**Travail à faire**
A. Répondez s'il vous plaît à ces questions sur le texte sur Hiroshima, une par ligne, en reprenant les repères (i), (ii), (iii).
(i) Combien de nouvelles le texte sur Hiroshima présente-t-il ?
(ii) À quelle page se trouve la citation donnée entre guillemets ?
(iii) Où les écoliers sont-ils évacués pendant l'été ?
B. Prolongez le texte sur Hiroshima à la suite de sa dernière phrase.

**Document source**
════════
Ces trois nouvelles décrivent, au plus prés des événements, ce qui se passa exactement à Hiroshima en cette année 1945, avant, pendant et après le drame, cet éclair qui brisa le monde …
"Il était presque impossible de reconnaître un homme d’une femme tant les visages étaient tuméfiés, fripés. Les yeux amincis comme des fils, les lèvres, véritables plaies enflammées, le corps souffrant de partout, nus, tous respiraient d’une respiration d’inscete, étendus sur le sol, agonisant." (page 81)
Dans une langue rythmée, précise et dénuée de tout habillage superflu, il nous donne un aperçu de ce que pouvait être le mode de vie quotidien des Japonais pendant la guerre. En de courts paragraphes, il nous plonge dans la touffeur de cet été quand les écoliers sont évacués à la campagne pour suivre des activités civiques ; où il nous fait toucher du doigt le travail des collégiens dans les usines, ou celui des collégiennes penchées sur leur machine à coudre … Tout ce peuple servile qui est totalement dépassé par la guerre dans laquelle son pays s’est engagé.
════════
**Données enregistrées**
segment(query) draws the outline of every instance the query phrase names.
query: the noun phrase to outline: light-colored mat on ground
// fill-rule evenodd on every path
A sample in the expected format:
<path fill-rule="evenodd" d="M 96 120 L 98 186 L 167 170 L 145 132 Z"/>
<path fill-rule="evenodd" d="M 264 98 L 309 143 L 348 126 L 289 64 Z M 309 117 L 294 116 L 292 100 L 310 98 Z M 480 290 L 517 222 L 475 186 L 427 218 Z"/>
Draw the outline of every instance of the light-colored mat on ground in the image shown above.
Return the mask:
════════
**Réponses**
A.
(i) Trois.
(ii) Page 81.
(iii) À la campagne.

B.
Puis vint la bombe. Dans le silence du matin, elle trouvera ses victimes, au rang desquelles Tamiki Hara qui en réchappera avec de graves blessures qui ne l’empêcheront pas d’écrire sans relâche, mais qui le pousseront à se jeter sous un train à Tokyo, en 1951, laissant ces témoignages, comme autant de cris de protestation, signes d’impuissance face à la folie des hommes.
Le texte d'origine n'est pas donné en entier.